Diva | Barbados-Beauty, Rihanna

This Barbados-born beauty began her musical career at only fifteen years of age. She jumped right into professional recording without almost no training or music theory background. It is certainly admirable that, since then, she has risen to the challenge of proving one of the most versatile and prolific talents in the pop music industry today.

This talented singer’s personal life has been mired in controversy. In February of 2009, her boyfriend Chris Brown assaulted Rihanna over the latter’s allegations of romantic text messages that Brown had sent somebody else. Photographic evidence of Rihanna’s injuries as well as her identity had been made public, which was neither usual nor recommended in media reports of domestic violence.

Rihanna’s subsequent professional collaborations with her ex-boyfriend and ex-abuser over the past few years have sparked heated debates and discussions about the dynamics of abusive relationships. While criticized for prioritizing her personal life over becoming a role model for her fans, especially encouraging young girl to leave abusive relationships with her example, Rihanna might also serve as a reminder that real human beings, even those who are pop stars, aren’t ideas. Her weaknesses or failings in continuing to work with her abuser could be seen as reminders that human relationships are complex, especially when it comes to the nature of forgiveness or enabling harmful behavior.

Through the problematic aspects that Rihanna shows of her relationships under public scrutiny, it becomes more difficult to deny that there is more than one way for a woman to be empowered and make her own decisions. While examination of such personal details might be a controversy in and of itself, the discussions surrounding these actions have sometimes brought to light an additional layer to this controversial issue. That is: the morality of entertainment media that can reward an unrepentant abuser of women.

Entries shown:
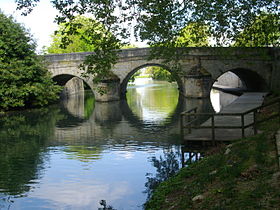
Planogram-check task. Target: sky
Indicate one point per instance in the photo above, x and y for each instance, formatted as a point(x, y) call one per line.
point(40, 21)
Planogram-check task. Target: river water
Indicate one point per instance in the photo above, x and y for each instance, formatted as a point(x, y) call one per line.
point(74, 154)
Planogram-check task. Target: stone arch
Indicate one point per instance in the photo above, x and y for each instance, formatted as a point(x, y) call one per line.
point(62, 79)
point(123, 85)
point(250, 79)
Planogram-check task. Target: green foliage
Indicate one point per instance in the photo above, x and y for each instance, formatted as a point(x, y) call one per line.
point(158, 23)
point(24, 80)
point(264, 31)
point(193, 35)
point(80, 40)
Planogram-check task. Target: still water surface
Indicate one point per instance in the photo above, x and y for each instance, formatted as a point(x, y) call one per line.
point(72, 155)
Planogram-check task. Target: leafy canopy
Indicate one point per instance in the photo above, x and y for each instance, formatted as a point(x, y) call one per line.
point(82, 40)
point(24, 81)
point(158, 22)
point(264, 31)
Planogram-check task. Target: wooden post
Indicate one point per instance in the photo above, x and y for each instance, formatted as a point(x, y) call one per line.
point(189, 124)
point(279, 109)
point(213, 128)
point(242, 125)
point(182, 126)
point(255, 122)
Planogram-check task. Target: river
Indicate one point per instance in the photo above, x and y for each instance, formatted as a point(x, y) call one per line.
point(74, 154)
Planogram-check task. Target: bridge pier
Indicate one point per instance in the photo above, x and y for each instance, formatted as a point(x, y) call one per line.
point(107, 90)
point(197, 83)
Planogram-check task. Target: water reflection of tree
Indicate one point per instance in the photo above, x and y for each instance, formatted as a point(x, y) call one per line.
point(167, 166)
point(23, 141)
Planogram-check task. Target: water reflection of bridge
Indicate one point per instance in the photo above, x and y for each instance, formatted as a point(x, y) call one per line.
point(115, 121)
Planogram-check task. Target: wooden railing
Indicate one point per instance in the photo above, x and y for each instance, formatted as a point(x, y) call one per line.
point(190, 117)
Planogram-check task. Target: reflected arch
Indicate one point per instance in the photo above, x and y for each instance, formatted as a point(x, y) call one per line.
point(124, 83)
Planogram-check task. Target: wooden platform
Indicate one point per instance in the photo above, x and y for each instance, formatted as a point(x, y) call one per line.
point(242, 104)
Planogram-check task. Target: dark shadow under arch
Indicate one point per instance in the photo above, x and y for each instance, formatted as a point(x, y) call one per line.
point(62, 79)
point(124, 83)
point(251, 80)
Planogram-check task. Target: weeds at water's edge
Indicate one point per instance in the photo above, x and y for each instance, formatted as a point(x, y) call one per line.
point(246, 178)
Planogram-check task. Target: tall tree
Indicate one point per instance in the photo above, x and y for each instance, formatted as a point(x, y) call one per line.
point(263, 32)
point(160, 21)
point(24, 81)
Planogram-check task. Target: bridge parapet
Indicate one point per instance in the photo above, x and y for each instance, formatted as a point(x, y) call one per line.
point(258, 68)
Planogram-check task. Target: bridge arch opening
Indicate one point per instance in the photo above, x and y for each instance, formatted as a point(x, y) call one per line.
point(130, 76)
point(233, 83)
point(151, 94)
point(72, 84)
point(245, 79)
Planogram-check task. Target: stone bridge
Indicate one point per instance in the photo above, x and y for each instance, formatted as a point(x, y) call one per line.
point(258, 69)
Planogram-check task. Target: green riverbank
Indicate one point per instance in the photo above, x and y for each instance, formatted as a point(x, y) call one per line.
point(242, 175)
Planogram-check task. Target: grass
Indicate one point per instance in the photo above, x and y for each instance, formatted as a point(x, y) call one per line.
point(246, 178)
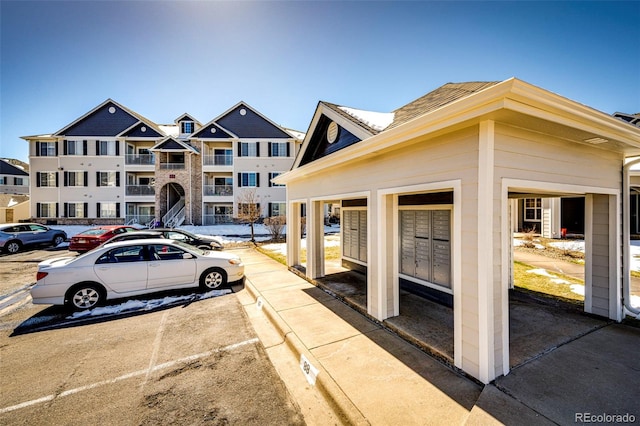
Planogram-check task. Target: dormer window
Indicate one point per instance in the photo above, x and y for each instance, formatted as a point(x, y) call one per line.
point(186, 127)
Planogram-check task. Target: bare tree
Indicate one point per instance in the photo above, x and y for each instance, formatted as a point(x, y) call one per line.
point(249, 209)
point(275, 225)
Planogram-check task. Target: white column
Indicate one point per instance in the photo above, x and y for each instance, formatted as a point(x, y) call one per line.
point(315, 239)
point(485, 249)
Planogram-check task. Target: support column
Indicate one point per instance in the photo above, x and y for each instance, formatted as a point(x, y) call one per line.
point(315, 239)
point(294, 229)
point(602, 251)
point(485, 252)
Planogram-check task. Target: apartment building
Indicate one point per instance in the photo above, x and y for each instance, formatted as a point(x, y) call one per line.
point(113, 165)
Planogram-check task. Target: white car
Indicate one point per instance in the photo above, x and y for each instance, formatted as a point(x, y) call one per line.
point(130, 268)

Instructions for the task:
Return the entire text about Rihanna above word for word, with nothing changed or left out.

Output for this task:
Diva | Barbados-Beauty, Rihanna

This Barbados-born beauty began her musical career at only fifteen years of age. She jumped right into professional recording without almost no training or music theory background. It is certainly admirable that, since then, she has risen to the challenge of proving one of the most versatile and prolific talents in the pop music industry today.

This talented singer’s personal life has been mired in controversy. In February of 2009, her boyfriend Chris Brown assaulted Rihanna over the latter’s allegations of romantic text messages that Brown had sent somebody else. Photographic evidence of Rihanna’s injuries as well as her identity had been made public, which was neither usual nor recommended in media reports of domestic violence.

Rihanna’s subsequent professional collaborations with her ex-boyfriend and ex-abuser over the past few years have sparked heated debates and discussions about the dynamics of abusive relationships. While criticized for prioritizing her personal life over becoming a role model for her fans, especially encouraging young girl to leave abusive relationships with her example, Rihanna might also serve as a reminder that real human beings, even those who are pop stars, aren’t ideas. Her weaknesses or failings in continuing to work with her abuser could be seen as reminders that human relationships are complex, especially when it comes to the nature of forgiveness or enabling harmful behavior.

Through the problematic aspects that Rihanna shows of her relationships under public scrutiny, it becomes more difficult to deny that there is more than one way for a woman to be empowered and make her own decisions. While examination of such personal details might be a controversy in and of itself, the discussions surrounding these actions have sometimes brought to light an additional layer to this controversial issue. That is: the morality of entertainment media that can reward an unrepentant abuser of women.